---------- Selected text

Heat, Drought Taking a Toll on Carolina Crops

While there have been scattered showers and thunderstorms of late across much of North and South Carolina, many areas are suffereing from the extended dry spell and searing temperatures.

heat“Irrigated crops are doing well,” according to Pitt County (NC) Extension Agent Carrie Ortel in the latest Weather and Crops Report from NASS, “(but) the two droughts have taken a toll on all dry land crops. Insect pressure is high.”

“Some disease is now showing up in tobacco due to stress,” reports Franklin County (NC) Extension Agent Frank Mitchell. “Soybeans are trying to grow, but lack of moisture has set them back some. We still have soybeans being planting in Franklin County last week. The vegetable crops are showing signs of stress now as well.”

--------------------
---------- Supplied records

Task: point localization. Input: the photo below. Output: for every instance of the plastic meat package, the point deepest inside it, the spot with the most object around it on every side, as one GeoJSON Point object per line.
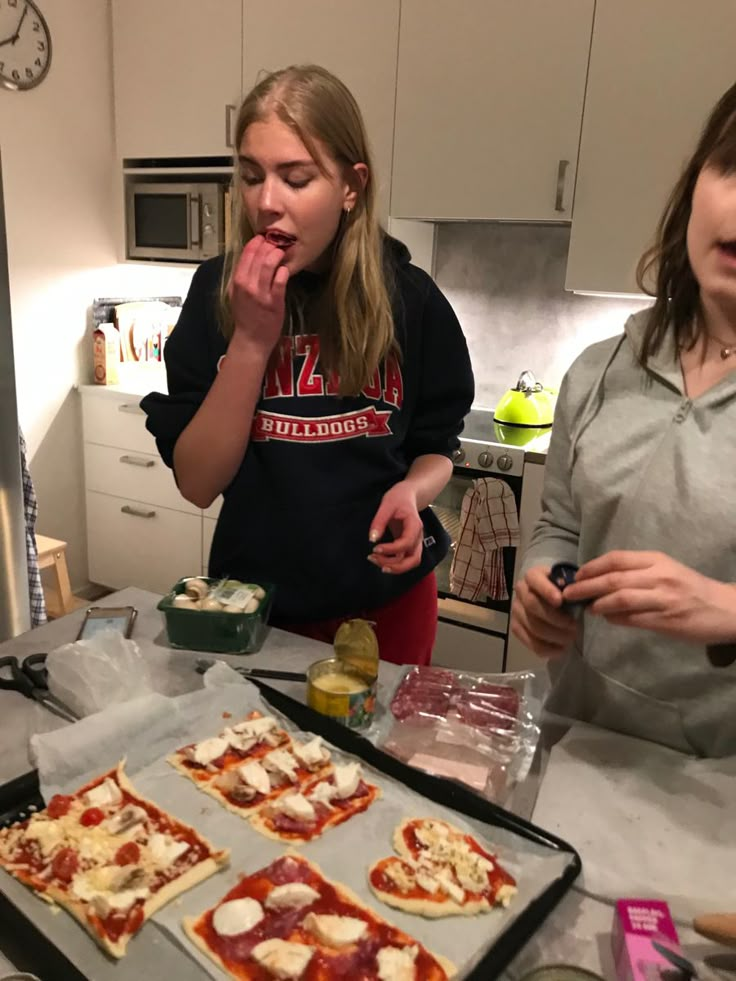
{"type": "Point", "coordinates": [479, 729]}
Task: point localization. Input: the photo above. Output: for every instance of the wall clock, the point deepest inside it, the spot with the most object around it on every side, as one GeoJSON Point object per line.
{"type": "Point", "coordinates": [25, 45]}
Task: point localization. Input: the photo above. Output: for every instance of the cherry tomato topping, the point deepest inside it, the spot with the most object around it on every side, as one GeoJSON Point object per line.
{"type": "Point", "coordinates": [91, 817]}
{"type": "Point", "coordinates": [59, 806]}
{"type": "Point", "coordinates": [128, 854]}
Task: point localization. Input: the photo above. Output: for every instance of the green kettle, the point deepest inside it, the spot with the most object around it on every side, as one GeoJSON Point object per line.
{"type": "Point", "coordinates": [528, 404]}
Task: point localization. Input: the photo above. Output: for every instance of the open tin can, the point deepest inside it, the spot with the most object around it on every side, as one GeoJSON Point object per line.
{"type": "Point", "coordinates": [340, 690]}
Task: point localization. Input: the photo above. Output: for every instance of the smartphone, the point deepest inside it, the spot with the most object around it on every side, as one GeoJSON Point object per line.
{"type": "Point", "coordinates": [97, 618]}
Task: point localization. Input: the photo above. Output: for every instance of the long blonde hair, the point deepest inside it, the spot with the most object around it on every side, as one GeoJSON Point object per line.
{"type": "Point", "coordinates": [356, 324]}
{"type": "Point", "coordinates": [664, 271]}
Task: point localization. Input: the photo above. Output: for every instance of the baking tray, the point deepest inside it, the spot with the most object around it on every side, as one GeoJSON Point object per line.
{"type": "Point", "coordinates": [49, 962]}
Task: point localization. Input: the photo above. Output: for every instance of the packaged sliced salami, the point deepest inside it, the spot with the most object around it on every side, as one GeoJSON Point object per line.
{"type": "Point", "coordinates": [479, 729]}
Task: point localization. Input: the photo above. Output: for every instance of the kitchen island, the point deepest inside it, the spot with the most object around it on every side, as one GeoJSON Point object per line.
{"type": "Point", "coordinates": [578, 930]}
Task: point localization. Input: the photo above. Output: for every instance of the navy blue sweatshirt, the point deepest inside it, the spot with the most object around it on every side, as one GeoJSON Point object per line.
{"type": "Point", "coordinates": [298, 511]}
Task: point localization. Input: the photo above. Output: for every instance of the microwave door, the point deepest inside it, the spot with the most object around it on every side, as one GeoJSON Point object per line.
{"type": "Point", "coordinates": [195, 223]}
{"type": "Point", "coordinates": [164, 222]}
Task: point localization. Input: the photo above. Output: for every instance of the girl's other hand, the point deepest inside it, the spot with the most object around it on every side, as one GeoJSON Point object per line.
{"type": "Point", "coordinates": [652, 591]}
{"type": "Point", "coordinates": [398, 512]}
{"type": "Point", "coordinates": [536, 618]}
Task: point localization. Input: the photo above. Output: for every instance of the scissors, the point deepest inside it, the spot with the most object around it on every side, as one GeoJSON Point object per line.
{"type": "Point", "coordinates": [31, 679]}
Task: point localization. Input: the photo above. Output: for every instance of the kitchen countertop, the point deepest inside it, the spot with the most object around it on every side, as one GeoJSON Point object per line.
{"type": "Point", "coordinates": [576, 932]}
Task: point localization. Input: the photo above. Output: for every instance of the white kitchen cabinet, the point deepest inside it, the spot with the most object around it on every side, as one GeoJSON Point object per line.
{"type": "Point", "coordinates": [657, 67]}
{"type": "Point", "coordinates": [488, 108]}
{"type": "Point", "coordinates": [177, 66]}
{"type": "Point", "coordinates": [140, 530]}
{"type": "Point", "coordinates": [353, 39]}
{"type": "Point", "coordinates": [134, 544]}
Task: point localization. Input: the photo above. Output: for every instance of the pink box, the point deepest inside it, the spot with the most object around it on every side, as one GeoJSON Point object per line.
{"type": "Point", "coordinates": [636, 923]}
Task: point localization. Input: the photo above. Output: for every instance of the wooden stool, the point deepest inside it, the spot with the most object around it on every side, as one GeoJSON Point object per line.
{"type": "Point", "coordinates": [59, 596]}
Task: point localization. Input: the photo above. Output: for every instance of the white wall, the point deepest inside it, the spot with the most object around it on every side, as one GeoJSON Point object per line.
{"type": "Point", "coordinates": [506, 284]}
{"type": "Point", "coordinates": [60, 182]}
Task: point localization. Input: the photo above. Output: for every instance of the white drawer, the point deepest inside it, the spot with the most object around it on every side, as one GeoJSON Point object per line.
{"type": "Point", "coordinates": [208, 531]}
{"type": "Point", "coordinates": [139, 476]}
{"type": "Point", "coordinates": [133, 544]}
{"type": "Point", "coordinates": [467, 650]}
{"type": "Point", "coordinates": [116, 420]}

--------------------

**Required actions**:
1. In the article about Carolina crops, which Pitt County (NC) Extension Agent is quoted?
2. Repeat the stretch of the Carolina crops article from "While there have" through "and searing temperatures.".
Work only from the article about Carolina crops.

**Responses in order**:
1. Carrie Ortel

2.
While there have been scattered showers and thunderstorms of late across much of North and South Carolina, many areas are suffereing from the extended dry spell and searing temperatures.